▶ **How to complete this task**
With pictures left out, return only the lines from the line containing "Could you please indicate the tile" through the end of the material below, both included.
....
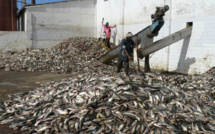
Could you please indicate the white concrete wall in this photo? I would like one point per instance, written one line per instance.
(49, 24)
(193, 55)
(13, 41)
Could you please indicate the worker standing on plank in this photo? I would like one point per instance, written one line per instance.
(157, 19)
(107, 31)
(125, 53)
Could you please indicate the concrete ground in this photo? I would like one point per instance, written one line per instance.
(14, 82)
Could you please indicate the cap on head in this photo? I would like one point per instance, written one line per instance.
(107, 23)
(129, 35)
(166, 7)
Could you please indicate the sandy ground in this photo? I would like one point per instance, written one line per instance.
(14, 82)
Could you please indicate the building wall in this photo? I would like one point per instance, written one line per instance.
(13, 41)
(49, 24)
(8, 10)
(193, 55)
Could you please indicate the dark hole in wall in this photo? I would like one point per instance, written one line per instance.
(189, 24)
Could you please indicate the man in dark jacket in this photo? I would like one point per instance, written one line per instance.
(125, 53)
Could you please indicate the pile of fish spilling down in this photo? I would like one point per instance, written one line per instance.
(96, 101)
(69, 56)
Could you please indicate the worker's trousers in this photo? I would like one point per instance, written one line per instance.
(107, 42)
(120, 64)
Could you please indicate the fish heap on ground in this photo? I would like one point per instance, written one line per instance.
(94, 102)
(68, 56)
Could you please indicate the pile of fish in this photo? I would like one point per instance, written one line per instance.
(96, 100)
(66, 57)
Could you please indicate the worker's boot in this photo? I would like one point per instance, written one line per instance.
(150, 35)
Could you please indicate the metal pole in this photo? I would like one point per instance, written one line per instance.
(23, 3)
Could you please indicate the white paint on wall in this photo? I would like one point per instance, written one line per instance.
(13, 41)
(192, 55)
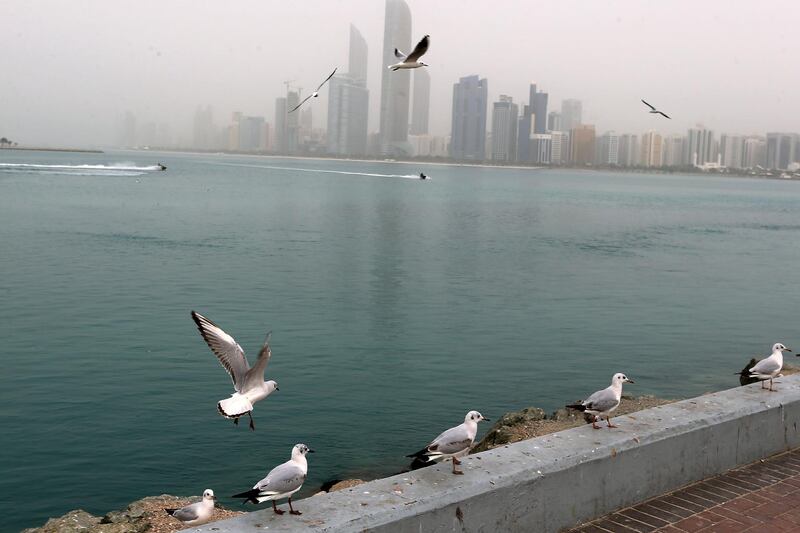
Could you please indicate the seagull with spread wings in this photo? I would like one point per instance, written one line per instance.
(654, 110)
(315, 93)
(248, 383)
(412, 60)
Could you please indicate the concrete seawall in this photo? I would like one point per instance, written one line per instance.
(560, 480)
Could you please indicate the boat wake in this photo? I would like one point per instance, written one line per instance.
(115, 169)
(318, 170)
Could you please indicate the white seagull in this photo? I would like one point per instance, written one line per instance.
(196, 513)
(768, 368)
(654, 110)
(281, 482)
(602, 403)
(412, 60)
(248, 383)
(453, 443)
(315, 93)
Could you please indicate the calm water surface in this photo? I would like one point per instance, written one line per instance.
(396, 305)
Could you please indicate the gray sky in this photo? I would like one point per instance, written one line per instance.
(71, 69)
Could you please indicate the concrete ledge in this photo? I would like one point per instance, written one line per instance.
(560, 480)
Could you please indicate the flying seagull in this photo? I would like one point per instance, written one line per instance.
(196, 513)
(602, 403)
(248, 383)
(281, 482)
(768, 368)
(315, 93)
(654, 110)
(453, 443)
(412, 60)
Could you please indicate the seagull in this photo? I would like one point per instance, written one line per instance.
(248, 383)
(196, 513)
(654, 110)
(315, 93)
(281, 482)
(768, 368)
(602, 403)
(412, 60)
(453, 443)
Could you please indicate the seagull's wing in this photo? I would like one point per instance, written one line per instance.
(227, 350)
(326, 79)
(766, 366)
(419, 50)
(255, 376)
(281, 479)
(601, 401)
(451, 441)
(190, 512)
(301, 103)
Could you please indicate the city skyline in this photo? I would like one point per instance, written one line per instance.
(163, 77)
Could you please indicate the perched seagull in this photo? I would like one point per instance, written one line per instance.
(453, 443)
(602, 403)
(196, 513)
(315, 93)
(768, 368)
(412, 60)
(281, 482)
(654, 110)
(248, 383)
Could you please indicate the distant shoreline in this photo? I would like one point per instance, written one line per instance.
(35, 149)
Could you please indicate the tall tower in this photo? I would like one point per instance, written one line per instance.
(395, 85)
(468, 130)
(422, 102)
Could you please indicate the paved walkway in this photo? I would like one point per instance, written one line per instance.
(762, 497)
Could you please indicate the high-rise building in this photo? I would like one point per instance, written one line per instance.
(279, 143)
(559, 147)
(755, 153)
(468, 129)
(357, 67)
(422, 102)
(628, 155)
(609, 149)
(348, 103)
(731, 149)
(541, 148)
(581, 145)
(672, 154)
(781, 150)
(504, 129)
(395, 84)
(699, 147)
(554, 121)
(571, 114)
(651, 149)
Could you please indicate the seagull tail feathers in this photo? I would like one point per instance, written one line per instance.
(249, 496)
(235, 406)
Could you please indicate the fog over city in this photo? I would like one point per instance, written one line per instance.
(71, 70)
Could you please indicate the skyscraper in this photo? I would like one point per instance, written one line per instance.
(581, 145)
(504, 129)
(571, 111)
(395, 85)
(422, 102)
(651, 149)
(699, 147)
(348, 103)
(468, 129)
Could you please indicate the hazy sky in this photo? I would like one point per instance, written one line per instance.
(71, 69)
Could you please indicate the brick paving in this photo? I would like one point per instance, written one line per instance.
(761, 497)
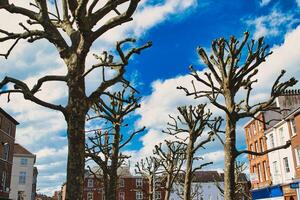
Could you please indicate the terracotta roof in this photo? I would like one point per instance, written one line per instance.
(212, 176)
(18, 149)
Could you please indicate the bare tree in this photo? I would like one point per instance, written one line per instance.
(104, 148)
(230, 72)
(172, 158)
(242, 185)
(81, 21)
(149, 169)
(193, 122)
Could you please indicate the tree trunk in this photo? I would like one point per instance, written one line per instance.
(229, 148)
(188, 174)
(113, 178)
(168, 187)
(76, 114)
(76, 150)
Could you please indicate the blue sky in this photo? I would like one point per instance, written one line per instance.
(176, 28)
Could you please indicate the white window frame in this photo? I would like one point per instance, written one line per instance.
(24, 161)
(265, 170)
(22, 178)
(158, 195)
(287, 168)
(293, 127)
(121, 182)
(6, 149)
(139, 182)
(139, 195)
(272, 142)
(90, 196)
(275, 167)
(297, 153)
(281, 135)
(90, 183)
(4, 176)
(259, 172)
(121, 195)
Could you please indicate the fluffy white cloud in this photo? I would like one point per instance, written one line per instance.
(41, 130)
(264, 2)
(165, 97)
(272, 24)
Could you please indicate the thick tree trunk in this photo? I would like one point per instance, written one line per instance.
(188, 174)
(168, 187)
(113, 178)
(76, 157)
(76, 114)
(229, 148)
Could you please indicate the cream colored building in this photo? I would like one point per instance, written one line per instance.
(22, 174)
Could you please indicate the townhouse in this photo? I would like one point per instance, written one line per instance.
(273, 175)
(7, 138)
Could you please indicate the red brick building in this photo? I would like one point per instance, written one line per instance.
(130, 187)
(7, 139)
(256, 141)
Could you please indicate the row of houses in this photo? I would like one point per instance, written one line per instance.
(276, 175)
(18, 176)
(206, 185)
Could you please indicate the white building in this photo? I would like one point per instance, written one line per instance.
(281, 161)
(206, 185)
(22, 174)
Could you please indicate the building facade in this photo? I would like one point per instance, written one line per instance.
(259, 168)
(22, 180)
(281, 161)
(129, 188)
(276, 129)
(7, 138)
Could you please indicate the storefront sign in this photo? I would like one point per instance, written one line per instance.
(294, 185)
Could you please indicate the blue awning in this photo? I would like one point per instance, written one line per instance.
(274, 191)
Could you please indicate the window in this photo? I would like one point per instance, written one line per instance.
(21, 195)
(24, 161)
(122, 196)
(90, 196)
(261, 142)
(265, 170)
(121, 182)
(1, 120)
(272, 141)
(139, 195)
(259, 172)
(256, 147)
(297, 152)
(90, 183)
(6, 151)
(248, 132)
(281, 135)
(22, 178)
(293, 127)
(139, 182)
(157, 195)
(253, 128)
(8, 129)
(251, 148)
(275, 167)
(286, 165)
(4, 180)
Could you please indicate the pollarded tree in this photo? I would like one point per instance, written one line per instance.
(83, 22)
(230, 73)
(172, 156)
(195, 127)
(149, 169)
(106, 145)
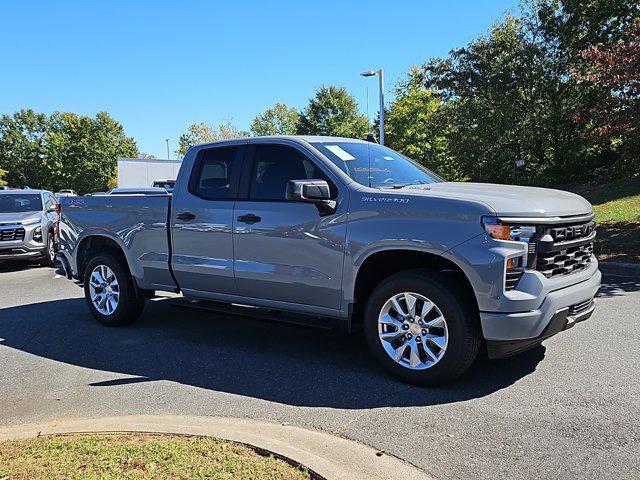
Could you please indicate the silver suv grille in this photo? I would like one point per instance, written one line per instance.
(8, 234)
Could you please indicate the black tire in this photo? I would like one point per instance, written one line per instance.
(464, 335)
(49, 255)
(129, 306)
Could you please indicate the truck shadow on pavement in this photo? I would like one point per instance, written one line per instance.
(282, 363)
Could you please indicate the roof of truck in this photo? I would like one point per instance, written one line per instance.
(294, 138)
(22, 191)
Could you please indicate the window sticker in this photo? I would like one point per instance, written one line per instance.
(340, 153)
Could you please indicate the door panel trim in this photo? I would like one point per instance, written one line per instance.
(260, 302)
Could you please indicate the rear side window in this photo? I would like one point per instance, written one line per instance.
(274, 166)
(215, 174)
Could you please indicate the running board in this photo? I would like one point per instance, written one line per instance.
(261, 313)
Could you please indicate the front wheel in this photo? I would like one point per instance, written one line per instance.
(109, 291)
(422, 327)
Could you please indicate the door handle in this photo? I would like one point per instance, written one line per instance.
(249, 218)
(185, 216)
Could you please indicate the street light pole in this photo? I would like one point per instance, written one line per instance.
(380, 74)
(381, 78)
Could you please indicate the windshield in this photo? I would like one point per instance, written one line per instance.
(168, 186)
(18, 203)
(388, 169)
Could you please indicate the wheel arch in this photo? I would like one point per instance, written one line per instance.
(381, 264)
(90, 245)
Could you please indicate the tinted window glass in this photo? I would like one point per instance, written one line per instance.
(12, 203)
(48, 201)
(217, 173)
(274, 166)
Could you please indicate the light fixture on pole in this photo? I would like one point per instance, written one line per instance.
(380, 73)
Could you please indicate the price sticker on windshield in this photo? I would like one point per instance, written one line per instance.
(340, 152)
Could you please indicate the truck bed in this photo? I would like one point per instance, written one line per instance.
(138, 223)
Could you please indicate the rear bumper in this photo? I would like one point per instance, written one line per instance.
(555, 313)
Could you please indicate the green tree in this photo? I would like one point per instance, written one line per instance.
(333, 111)
(277, 120)
(203, 133)
(23, 148)
(417, 126)
(507, 99)
(63, 150)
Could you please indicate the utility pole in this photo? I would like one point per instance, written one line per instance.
(380, 74)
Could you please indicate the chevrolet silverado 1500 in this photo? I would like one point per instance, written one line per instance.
(351, 231)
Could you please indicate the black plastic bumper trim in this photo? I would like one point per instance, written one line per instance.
(559, 322)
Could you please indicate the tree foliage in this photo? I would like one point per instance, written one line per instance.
(63, 150)
(417, 126)
(615, 71)
(203, 133)
(277, 120)
(514, 95)
(333, 111)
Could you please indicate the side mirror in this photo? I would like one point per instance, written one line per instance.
(312, 191)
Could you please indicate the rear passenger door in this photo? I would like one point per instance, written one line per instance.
(286, 251)
(202, 221)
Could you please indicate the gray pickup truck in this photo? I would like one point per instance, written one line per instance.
(346, 231)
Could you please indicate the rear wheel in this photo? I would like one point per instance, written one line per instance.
(110, 293)
(422, 327)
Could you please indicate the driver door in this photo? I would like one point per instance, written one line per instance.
(287, 251)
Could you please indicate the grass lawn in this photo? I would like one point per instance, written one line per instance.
(137, 456)
(617, 208)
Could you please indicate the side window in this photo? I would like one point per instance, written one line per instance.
(215, 173)
(274, 166)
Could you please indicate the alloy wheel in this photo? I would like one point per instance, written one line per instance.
(104, 290)
(413, 331)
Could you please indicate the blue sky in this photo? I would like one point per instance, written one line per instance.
(158, 66)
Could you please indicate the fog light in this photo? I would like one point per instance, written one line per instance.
(513, 272)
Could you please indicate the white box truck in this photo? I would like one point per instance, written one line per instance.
(143, 172)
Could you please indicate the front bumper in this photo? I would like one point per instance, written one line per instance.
(23, 249)
(561, 320)
(553, 315)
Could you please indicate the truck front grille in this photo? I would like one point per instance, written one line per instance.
(8, 234)
(564, 249)
(562, 262)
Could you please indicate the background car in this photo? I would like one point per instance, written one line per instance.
(28, 223)
(66, 193)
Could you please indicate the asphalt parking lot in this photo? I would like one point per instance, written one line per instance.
(568, 409)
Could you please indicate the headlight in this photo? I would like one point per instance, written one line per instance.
(33, 221)
(517, 233)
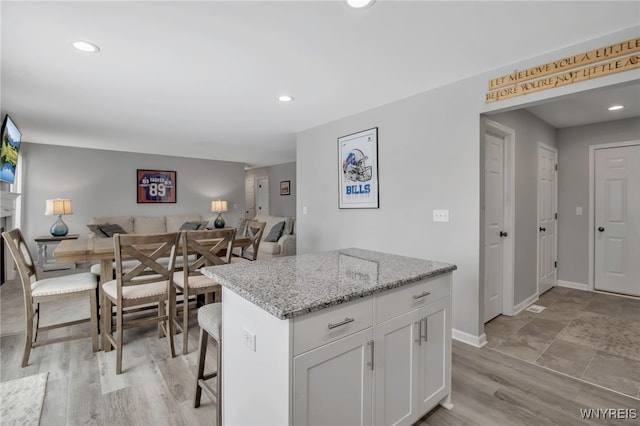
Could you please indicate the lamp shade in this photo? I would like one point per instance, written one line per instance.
(219, 206)
(58, 207)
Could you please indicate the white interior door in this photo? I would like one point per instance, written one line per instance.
(262, 196)
(494, 231)
(617, 220)
(547, 217)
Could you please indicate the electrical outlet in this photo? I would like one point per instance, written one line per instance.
(249, 339)
(441, 215)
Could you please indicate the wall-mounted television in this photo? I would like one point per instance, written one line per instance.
(11, 137)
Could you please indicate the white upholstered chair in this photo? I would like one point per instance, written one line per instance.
(199, 249)
(210, 322)
(254, 231)
(37, 291)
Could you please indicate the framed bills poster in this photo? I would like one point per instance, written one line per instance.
(358, 170)
(156, 186)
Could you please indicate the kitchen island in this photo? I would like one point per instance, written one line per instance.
(345, 337)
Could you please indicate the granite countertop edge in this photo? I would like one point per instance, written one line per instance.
(313, 307)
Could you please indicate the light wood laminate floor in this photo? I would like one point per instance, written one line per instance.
(489, 388)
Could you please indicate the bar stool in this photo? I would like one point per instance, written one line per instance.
(210, 322)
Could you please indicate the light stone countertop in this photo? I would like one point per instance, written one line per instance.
(290, 286)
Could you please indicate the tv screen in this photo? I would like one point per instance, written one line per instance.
(9, 152)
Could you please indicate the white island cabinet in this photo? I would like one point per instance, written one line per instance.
(348, 337)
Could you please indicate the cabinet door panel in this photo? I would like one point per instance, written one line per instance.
(396, 353)
(332, 384)
(434, 355)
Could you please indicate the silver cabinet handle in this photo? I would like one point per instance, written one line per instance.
(370, 343)
(425, 331)
(420, 296)
(338, 324)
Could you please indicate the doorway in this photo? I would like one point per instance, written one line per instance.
(498, 213)
(615, 191)
(547, 217)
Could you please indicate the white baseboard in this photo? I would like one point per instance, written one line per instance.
(576, 286)
(524, 304)
(469, 339)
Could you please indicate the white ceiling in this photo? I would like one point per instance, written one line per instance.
(200, 79)
(591, 106)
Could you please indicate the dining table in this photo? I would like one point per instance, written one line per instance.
(103, 250)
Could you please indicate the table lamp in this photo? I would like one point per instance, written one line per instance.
(219, 206)
(59, 207)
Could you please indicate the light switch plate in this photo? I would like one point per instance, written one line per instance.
(441, 215)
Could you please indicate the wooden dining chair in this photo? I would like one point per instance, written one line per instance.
(254, 232)
(211, 248)
(140, 285)
(37, 291)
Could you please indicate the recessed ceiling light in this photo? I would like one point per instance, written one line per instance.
(85, 46)
(359, 4)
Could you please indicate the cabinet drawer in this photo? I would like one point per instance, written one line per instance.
(324, 326)
(395, 302)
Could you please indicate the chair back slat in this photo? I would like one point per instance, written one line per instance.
(22, 257)
(206, 248)
(146, 250)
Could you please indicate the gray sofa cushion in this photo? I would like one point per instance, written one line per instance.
(125, 221)
(97, 232)
(173, 223)
(109, 229)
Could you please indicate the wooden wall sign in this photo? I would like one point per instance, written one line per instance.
(556, 73)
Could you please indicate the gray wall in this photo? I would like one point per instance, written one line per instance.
(103, 183)
(573, 190)
(279, 205)
(429, 157)
(529, 131)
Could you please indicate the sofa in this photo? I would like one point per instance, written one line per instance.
(146, 224)
(286, 243)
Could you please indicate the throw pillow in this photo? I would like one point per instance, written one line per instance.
(252, 232)
(97, 232)
(190, 226)
(241, 227)
(275, 233)
(109, 229)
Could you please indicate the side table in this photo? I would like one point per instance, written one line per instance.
(43, 260)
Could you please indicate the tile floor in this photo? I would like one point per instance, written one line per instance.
(594, 337)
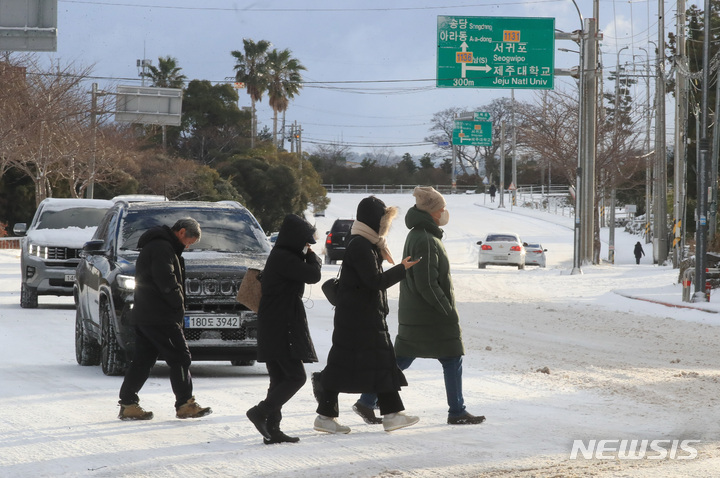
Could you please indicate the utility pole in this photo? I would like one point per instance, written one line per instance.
(702, 174)
(588, 140)
(648, 152)
(660, 246)
(611, 242)
(513, 197)
(712, 199)
(681, 95)
(93, 129)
....
▶ **Task output**
Could you please indicate the tile floor in this photo? I would like one point per instance, written one line per instance.
(594, 337)
Could you please indicate the utility pole in this photo? I would like one point per instance, written one line per instance.
(702, 174)
(588, 140)
(648, 152)
(660, 246)
(611, 242)
(513, 197)
(712, 199)
(681, 95)
(93, 129)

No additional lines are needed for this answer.